Problem description: Reproduce word for word the passage of the article on the Miami-Dade music teacher that opens with the words containing "Seth Patterson has" and closes with "in Cutler Bay.".

Reading text:
=-=-=-=-=

By Peter D'Oench

MIAMI (CBSMiami) – A veteran Miami-Dade public schools teacher is speaking out as coronavirus cases continue to rise as expected.

Seth Patterson has taught for 18 years and instructs some 300 students as a music teacher for the 2nd through 5th grades at Whispering Pines Elementary School in Cutler Bay.

He says one of the biggest challenges is making sure students wear masks at all times while maintaining a social distance. Students returned to classes at their elementary schools two weeks ago.

The 44-year-old Patterson spoke with CBS4’s Peter D’Oench after an 80 percent increase in Coronavirus cases between Friday and Monday at Miami-Dade schools. The school system’s dashboard shows cases involving 54 employees and 36 students at 59 of the county’s 392 schools.

While there are no reported cases so far at Whispering Pines Elementary, Patterson, who is married and has two children, said he is very concerned about everyone’s safety.

He said, “I have 4 to 28 students per class. Fortunately, I have a big room so we are able to spread out the chairs enough so we can accommodate everyone. It is a big challenge. I think the biggest challenge is the students themselves. They are children and when you think about it they don’t understand social distancing. They often pile up on each other and you have to let them know, spread out, spread out.”

He said, “For example, it is hard for them to understand that they can’t just jump up at lunch without their mask on and go back to the cafeteria line.”

=-=-=-=-=

Dataset:
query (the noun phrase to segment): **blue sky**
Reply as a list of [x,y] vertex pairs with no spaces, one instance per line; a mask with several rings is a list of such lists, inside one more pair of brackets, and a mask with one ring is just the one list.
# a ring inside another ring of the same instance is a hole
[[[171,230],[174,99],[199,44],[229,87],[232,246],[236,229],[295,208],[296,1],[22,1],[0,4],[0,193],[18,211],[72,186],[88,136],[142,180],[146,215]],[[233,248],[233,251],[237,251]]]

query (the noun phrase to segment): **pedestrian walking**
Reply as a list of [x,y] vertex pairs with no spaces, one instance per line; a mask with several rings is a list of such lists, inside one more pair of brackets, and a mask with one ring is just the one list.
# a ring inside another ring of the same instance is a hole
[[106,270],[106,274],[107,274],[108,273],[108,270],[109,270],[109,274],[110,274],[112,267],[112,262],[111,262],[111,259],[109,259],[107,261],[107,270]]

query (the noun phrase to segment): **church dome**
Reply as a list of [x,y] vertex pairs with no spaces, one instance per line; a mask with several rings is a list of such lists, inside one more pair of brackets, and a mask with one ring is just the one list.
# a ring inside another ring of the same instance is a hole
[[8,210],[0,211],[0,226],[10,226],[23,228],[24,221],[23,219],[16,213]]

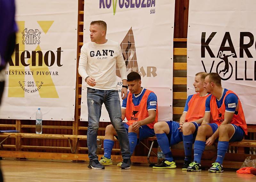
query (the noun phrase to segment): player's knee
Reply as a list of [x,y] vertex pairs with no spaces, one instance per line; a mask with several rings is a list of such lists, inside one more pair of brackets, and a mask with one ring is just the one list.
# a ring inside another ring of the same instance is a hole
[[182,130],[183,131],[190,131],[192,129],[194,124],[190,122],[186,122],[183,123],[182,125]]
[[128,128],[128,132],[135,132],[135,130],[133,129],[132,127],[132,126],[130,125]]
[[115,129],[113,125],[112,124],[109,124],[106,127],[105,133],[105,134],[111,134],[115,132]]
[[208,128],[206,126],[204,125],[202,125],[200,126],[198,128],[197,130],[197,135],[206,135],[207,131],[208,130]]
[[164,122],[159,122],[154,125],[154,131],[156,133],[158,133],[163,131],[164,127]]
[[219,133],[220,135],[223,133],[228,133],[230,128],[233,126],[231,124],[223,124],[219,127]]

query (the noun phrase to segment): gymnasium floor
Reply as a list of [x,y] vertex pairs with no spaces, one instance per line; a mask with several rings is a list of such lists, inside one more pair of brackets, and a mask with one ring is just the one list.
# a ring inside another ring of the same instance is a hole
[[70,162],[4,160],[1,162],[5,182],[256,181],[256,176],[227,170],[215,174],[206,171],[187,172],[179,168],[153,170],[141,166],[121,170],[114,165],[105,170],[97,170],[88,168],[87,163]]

=-=-=-=-=

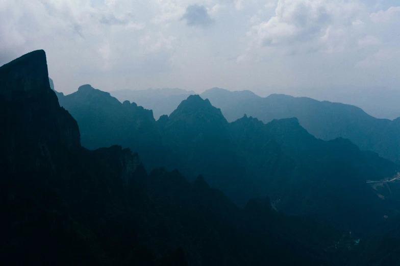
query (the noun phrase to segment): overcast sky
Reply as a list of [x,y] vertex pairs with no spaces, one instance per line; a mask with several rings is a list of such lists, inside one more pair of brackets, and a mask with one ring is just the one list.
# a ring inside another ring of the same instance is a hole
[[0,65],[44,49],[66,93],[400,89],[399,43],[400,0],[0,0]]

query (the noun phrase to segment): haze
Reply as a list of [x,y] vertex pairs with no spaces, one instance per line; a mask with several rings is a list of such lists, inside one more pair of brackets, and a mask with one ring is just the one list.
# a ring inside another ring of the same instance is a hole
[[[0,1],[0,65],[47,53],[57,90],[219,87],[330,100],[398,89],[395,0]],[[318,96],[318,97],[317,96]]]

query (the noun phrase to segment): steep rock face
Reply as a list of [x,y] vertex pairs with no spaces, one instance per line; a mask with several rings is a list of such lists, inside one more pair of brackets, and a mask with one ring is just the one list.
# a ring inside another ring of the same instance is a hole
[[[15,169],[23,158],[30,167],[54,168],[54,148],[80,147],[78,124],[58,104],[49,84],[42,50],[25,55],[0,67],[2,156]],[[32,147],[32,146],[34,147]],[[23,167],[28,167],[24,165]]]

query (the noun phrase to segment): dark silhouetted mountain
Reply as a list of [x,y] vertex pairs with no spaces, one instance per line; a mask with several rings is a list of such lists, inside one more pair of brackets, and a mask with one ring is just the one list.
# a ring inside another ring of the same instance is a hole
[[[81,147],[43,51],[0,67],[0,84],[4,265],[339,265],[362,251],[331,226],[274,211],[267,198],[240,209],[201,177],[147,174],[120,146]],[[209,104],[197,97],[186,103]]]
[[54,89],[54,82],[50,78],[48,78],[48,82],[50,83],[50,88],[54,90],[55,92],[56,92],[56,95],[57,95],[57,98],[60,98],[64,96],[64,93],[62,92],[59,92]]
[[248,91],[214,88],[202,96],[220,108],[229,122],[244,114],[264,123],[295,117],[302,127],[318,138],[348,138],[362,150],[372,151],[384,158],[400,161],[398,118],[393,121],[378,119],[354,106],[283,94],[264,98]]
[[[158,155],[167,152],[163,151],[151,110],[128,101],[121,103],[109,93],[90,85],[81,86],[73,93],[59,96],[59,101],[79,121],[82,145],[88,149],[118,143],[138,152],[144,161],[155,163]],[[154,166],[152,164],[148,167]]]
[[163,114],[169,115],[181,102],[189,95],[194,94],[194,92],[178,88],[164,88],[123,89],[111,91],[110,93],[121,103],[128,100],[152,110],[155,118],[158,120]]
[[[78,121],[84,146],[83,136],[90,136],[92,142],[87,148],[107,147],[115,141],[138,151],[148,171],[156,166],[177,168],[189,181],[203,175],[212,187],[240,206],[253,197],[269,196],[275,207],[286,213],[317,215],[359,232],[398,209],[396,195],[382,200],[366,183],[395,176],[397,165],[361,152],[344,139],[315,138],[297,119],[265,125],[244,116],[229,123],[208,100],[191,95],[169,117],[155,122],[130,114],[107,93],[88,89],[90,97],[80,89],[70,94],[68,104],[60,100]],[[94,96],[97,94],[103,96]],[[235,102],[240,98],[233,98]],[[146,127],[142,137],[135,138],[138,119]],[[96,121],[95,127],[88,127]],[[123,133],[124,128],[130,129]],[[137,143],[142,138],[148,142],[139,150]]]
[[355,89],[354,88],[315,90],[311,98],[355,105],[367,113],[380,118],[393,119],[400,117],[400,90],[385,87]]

=-=-=-=-=

Your response:
Seth Patterson has taught for 18 years and instructs some 300 students as a music teacher for the 2nd through 5th grades at Whispering Pines Elementary School in Cutler Bay.